__EXTRACTO DEL TEXTO__:
En el número 11 de la Cava de San Miguel se encuentra la casa en la cual cobró vida literaria para la inmortalidad la hermosa Fortunata Izquierdo, personaje clave de la novela Fortunata y Jacinta. Dos historias de casadas, de don Benito Pérez Galdós, seguramente la mejor y desde luego la más madrileña de todas las suyas. Fortunata, «mujer joven, bonita, alta, con los ojos como estrellas», vivía con su tía, que era huevera y pollera, en esta casa cuando se produce el instante mágico en que el pollo Santa Cruz encuentra en las escaleras a la joven mientras esta sorbe un huevo crudo. Esta casa, una especie de lugar sagrado para los devotos de la obra galdosiana, se conserva tal cual la viera Galdós; sin embargo, y esta es la paradoja, ninguna placa recuerda que aquí «vivió» Fortunata, ausencia que debemos tratar de subsanar, si es posible, en este año galdosiano.

__TU TAREA__:
Repite sin cambios el pasaje del texto sobre la casa de Fortunata, empezando por "En el número" y siguiendo hasta "este año galdosiano.".

__FRAGMENTO DE ORIGEN__:
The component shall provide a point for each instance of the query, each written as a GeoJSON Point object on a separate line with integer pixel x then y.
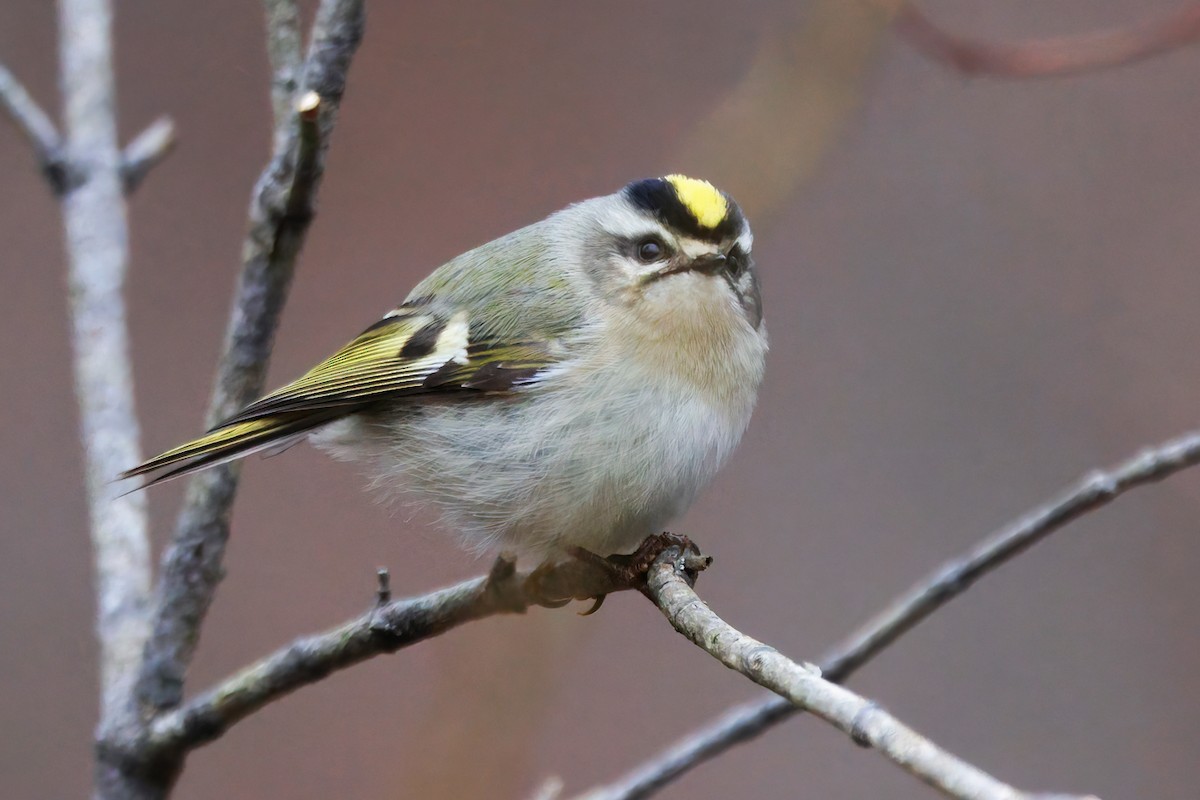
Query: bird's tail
{"type": "Point", "coordinates": [231, 441]}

__RESPUESTA ESCRITA__:
En el número 11 de la Cava de San Miguel se encuentra la casa en la cual cobró vida literaria para la inmortalidad la hermosa Fortunata Izquierdo, personaje clave de la novela Fortunata y Jacinta. Dos historias de casadas, de don Benito Pérez Galdós, seguramente la mejor y desde luego la más madrileña de todas las suyas. Fortunata, «mujer joven, bonita, alta, con los ojos como estrellas», vivía con su tía, que era huevera y pollera, en esta casa cuando se produce el instante mágico en que el pollo Santa Cruz encuentra en las escaleras a la joven mientras esta sorbe un huevo crudo. Esta casa, una especie de lugar sagrado para los devotos de la obra galdosiana, se conserva tal cual la viera Galdós; sin embargo, y esta es la paradoja, ninguna placa recuerda que aquí «vivió» Fortunata, ausencia que debemos tratar de subsanar, si es posible, en este año galdosiano.